Return each record shown below exactly, with none omitted.
(DATA TO PROCESS)
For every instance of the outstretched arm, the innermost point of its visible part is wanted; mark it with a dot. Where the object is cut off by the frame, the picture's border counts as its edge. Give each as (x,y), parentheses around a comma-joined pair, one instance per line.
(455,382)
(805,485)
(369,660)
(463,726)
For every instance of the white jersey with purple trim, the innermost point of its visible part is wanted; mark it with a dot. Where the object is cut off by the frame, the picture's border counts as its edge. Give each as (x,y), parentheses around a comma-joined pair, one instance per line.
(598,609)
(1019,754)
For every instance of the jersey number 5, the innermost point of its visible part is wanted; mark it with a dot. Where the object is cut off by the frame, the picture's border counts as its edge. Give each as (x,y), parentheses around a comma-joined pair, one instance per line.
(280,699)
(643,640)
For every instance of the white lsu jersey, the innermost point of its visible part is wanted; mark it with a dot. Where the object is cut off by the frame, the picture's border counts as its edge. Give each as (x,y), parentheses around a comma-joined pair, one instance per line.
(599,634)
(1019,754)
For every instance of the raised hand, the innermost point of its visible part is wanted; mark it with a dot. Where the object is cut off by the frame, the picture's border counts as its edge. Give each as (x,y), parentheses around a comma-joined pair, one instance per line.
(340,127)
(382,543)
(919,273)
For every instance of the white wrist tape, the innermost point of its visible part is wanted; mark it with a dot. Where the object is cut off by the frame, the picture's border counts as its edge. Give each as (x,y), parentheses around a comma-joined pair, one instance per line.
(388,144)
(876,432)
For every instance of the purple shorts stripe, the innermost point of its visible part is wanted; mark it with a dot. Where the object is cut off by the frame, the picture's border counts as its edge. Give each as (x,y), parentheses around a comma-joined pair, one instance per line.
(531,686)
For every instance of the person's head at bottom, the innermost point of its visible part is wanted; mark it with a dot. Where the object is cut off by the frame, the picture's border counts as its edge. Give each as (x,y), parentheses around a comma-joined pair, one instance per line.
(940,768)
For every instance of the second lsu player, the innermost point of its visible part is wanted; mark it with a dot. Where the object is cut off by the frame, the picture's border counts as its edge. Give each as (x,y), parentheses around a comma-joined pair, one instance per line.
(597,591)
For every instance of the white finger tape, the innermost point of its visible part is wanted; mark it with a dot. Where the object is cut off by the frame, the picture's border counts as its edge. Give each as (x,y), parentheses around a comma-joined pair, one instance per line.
(End DATA TO PROCESS)
# TASK SOLUTION
For every instance of the outstretched arm, the innermost point of its visible part is wanted; mark it with a dot. Where the object is cut off by the frame, the picture's border counts as its edge. Give each as (x,y), parentheses around a comma-joined pair, one instance per line.
(455,382)
(805,485)
(369,660)
(463,726)
For every instance of the white jersey with purple trim, the innermost point of its visible part is wanted; mark it with a dot. Where the object is cut off by the frame, the picture's border counts as its edge. Give each as (x,y), parentheses around a comma-joined pair, one instance per line.
(598,609)
(1019,754)
For every instance of the jersey number 5, the innermost point of its visible part is wanted; mark it with a dot. Where the object is cut off by the frame, the picture's border counts as its edge. Give each as (x,y), parentheses around a comma-joined pair, one instance per line.
(280,699)
(643,640)
For every instance of the white lsu jersey, the innermost point of its visible part is wanted; mark it with a dot. Where the object is cut off by the frame, the picture's border counts as its edge. Give each as (x,y), parentheses around a comma-joined pair, one instance per line.
(599,634)
(1019,754)
For every instance of the raised hand, the innermost point of its visible part is wanted; mark it with a dot. Where the object is cut off by the frame, the picture's border counts as its edge. Give each as (x,y), parentheses around a comma-joined pair, one instance per line.
(340,127)
(382,543)
(919,273)
For every instance of the white wrist tape, the innermost point of its visible part is wanted; mark it with a dot. Where the object is cut off by the frame, the picture's border counts as its edge. Give each as (x,y), parentheses around a comma-joined pair, one instance per line.
(388,144)
(876,432)
For every instance of the purple shorts stripe, the innermost point of its visible part is wanted; mark it with a dot. Where the object is cut off by the frame, the picture's border counts as its edge. Give each as (x,y), parentheses around a comma-joined pair, one instance per line.
(531,686)
For every instance of the person's head at bottom, the innermost point of its visible part is wanted; mark it with a dot. Where the object is cut off by the frame, the picture's border counts as its edge. Give each as (x,y), parentheses around a comma-joined pair, one instance per line.
(940,768)
For every instance of the second lsu player, the innermost point of its visible part is wanted; mark it with a dot. Where the object is cut off by the frame, the picture's border counts as its edge. Give each as (x,y), parentheses around a comma-joined pair, one instance per line.
(597,591)
For every instance of the white finger tape, the innermost point of its visible part is wanted; mark it with a dot. Where the object is cut off by the frame, the picture's border counts as its edge. Give each as (x,y), parentheses around a comma-joined pair, one instance per line.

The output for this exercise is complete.